### Given instruction:
Transcribe the records below exactly.

# start of Records supplied

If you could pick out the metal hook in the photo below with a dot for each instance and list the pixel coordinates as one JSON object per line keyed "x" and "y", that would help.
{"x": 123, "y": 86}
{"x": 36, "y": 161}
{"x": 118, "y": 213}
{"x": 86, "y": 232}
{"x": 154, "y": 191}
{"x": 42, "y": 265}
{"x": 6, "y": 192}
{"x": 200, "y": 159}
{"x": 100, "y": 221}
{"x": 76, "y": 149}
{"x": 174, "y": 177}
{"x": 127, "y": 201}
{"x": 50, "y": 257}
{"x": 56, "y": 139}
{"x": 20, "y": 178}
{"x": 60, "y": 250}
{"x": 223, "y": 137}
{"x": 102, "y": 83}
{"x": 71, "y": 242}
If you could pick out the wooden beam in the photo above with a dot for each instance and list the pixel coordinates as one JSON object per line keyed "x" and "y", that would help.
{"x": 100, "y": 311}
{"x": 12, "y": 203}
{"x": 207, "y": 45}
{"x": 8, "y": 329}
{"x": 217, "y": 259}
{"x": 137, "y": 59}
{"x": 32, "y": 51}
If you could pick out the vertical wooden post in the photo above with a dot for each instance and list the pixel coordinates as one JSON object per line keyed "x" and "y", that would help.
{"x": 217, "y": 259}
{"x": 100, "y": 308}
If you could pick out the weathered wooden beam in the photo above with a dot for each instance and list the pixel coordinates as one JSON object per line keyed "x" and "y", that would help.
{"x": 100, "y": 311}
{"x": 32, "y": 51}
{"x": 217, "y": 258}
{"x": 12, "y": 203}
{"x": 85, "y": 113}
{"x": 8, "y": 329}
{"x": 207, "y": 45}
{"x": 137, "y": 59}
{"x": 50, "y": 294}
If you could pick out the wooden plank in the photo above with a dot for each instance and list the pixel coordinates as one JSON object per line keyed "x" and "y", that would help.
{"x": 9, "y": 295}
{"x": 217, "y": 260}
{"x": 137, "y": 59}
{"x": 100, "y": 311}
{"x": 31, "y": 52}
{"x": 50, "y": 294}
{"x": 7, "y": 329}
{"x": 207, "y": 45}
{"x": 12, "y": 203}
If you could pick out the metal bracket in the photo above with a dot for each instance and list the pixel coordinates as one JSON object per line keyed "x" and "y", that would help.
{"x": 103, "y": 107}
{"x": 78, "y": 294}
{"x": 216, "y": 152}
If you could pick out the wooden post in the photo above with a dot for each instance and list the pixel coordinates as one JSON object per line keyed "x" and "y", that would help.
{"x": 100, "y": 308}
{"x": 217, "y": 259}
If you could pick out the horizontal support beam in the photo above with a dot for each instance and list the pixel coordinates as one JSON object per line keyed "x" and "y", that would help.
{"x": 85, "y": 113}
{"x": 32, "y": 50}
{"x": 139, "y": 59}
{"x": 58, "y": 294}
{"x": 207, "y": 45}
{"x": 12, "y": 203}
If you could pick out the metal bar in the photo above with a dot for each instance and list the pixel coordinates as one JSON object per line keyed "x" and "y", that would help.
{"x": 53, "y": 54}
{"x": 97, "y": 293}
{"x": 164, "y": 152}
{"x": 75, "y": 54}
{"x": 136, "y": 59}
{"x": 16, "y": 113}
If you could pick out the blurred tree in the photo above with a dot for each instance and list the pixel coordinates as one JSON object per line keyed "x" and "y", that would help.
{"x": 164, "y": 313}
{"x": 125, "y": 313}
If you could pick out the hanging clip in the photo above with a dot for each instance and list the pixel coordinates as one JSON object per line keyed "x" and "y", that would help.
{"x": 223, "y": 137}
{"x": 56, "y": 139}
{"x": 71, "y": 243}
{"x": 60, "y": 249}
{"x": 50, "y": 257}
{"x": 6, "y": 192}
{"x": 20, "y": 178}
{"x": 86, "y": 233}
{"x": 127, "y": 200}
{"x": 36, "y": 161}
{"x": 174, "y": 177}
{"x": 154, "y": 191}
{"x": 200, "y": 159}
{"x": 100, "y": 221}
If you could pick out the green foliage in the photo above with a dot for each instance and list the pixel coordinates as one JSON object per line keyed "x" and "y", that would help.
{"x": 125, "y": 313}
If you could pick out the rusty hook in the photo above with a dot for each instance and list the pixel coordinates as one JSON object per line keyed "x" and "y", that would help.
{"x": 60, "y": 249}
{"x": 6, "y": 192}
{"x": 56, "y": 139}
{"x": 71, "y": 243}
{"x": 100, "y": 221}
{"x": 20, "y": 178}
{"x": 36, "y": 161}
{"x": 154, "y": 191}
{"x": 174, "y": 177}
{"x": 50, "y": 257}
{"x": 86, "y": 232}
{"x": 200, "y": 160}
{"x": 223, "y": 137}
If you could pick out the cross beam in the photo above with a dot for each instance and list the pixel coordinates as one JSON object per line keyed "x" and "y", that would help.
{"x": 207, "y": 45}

# end of Records supplied

### Answer below:
If you could pick out the metal hook in the photo below with a dot for each instance and list the pixel coordinates as one JSON object per line keyed "x" and "y", that would help.
{"x": 123, "y": 86}
{"x": 36, "y": 161}
{"x": 118, "y": 213}
{"x": 86, "y": 232}
{"x": 154, "y": 191}
{"x": 42, "y": 265}
{"x": 6, "y": 192}
{"x": 200, "y": 159}
{"x": 100, "y": 221}
{"x": 76, "y": 149}
{"x": 174, "y": 177}
{"x": 127, "y": 201}
{"x": 50, "y": 257}
{"x": 56, "y": 139}
{"x": 20, "y": 178}
{"x": 60, "y": 250}
{"x": 223, "y": 137}
{"x": 102, "y": 83}
{"x": 71, "y": 242}
If you could pick out the wooden beam in the photo above with a dot for each instance and list the pixel coordinates as one JSON object per line keyed "x" and "y", that would help.
{"x": 100, "y": 311}
{"x": 12, "y": 203}
{"x": 207, "y": 45}
{"x": 8, "y": 329}
{"x": 217, "y": 259}
{"x": 137, "y": 59}
{"x": 32, "y": 51}
If you could pick out the vertical wooden post in the photo above with a dot for each instance and list the pixel coordinates as one JSON object per line keyed "x" and "y", that would help.
{"x": 217, "y": 259}
{"x": 100, "y": 308}
If you could pick out the weathered wooden beam in the photo above with a dot for each instance and list the pixel coordinates as one JSON object per line keyed "x" and "y", that would help.
{"x": 100, "y": 311}
{"x": 32, "y": 51}
{"x": 217, "y": 258}
{"x": 12, "y": 203}
{"x": 85, "y": 113}
{"x": 8, "y": 329}
{"x": 207, "y": 45}
{"x": 137, "y": 59}
{"x": 50, "y": 294}
If you could pick out the wooden plank in the photo above with a dot for each instance and list the pixel coordinates as one JSON object per line keyed "x" and "y", that would help.
{"x": 9, "y": 295}
{"x": 217, "y": 260}
{"x": 137, "y": 59}
{"x": 100, "y": 311}
{"x": 31, "y": 52}
{"x": 50, "y": 294}
{"x": 7, "y": 329}
{"x": 207, "y": 45}
{"x": 12, "y": 203}
If you could pick out the metal bracket in the photo above with a dot for each instance and list the pixel coordinates as one JSON object per line keyed "x" and "y", that would help.
{"x": 103, "y": 107}
{"x": 78, "y": 294}
{"x": 216, "y": 152}
If you could pick out the wooden post in the photo above with a dot for each instance and list the pixel coordinates as one JSON object per line keyed "x" and "y", that would help.
{"x": 100, "y": 308}
{"x": 217, "y": 259}
If you could pick out the horizontal support beam in the photo above with a dot for each instance and list the pixel coordinates as one JSON object per line keyed "x" and "y", that would help.
{"x": 85, "y": 113}
{"x": 32, "y": 50}
{"x": 139, "y": 59}
{"x": 58, "y": 294}
{"x": 207, "y": 45}
{"x": 12, "y": 203}
If you could pick out the metal bar in the photo above with a dot for each instance and list the pixel coordinates as one JSON object per line keyed "x" and "y", that would help.
{"x": 53, "y": 54}
{"x": 97, "y": 293}
{"x": 164, "y": 152}
{"x": 75, "y": 54}
{"x": 136, "y": 59}
{"x": 16, "y": 113}
If you could pick out the blurred tree in the photo above with a dot for each instance and list the pixel coordinates as one JSON object per line keyed "x" and "y", that would help.
{"x": 164, "y": 313}
{"x": 125, "y": 313}
If you could pick out the hanging clip in the photo above with a dot for each instance and list the pixel coordinates as one JSON object per line keyed "x" and "y", that would help.
{"x": 223, "y": 137}
{"x": 56, "y": 139}
{"x": 71, "y": 243}
{"x": 60, "y": 249}
{"x": 50, "y": 257}
{"x": 6, "y": 192}
{"x": 20, "y": 178}
{"x": 86, "y": 233}
{"x": 127, "y": 200}
{"x": 36, "y": 161}
{"x": 174, "y": 177}
{"x": 154, "y": 191}
{"x": 200, "y": 159}
{"x": 100, "y": 221}
If you could pick out the green foliage in the photo above with a dot for each instance and list the pixel coordinates as one JSON object per line keyed "x" and "y", that would help.
{"x": 125, "y": 313}
If you could pick out the rusty hook in the photo above with a dot for each instance and list the pixel coordinates as one JSON object per line keyed "x" and "y", that would help.
{"x": 60, "y": 249}
{"x": 6, "y": 192}
{"x": 56, "y": 139}
{"x": 71, "y": 243}
{"x": 100, "y": 221}
{"x": 20, "y": 178}
{"x": 36, "y": 161}
{"x": 154, "y": 191}
{"x": 174, "y": 177}
{"x": 50, "y": 257}
{"x": 86, "y": 232}
{"x": 200, "y": 160}
{"x": 223, "y": 137}
If you could pick out the cross beam in the photo above with a dot for each instance and list the pixel coordinates as one JSON object per line keyed "x" and "y", that would help.
{"x": 207, "y": 45}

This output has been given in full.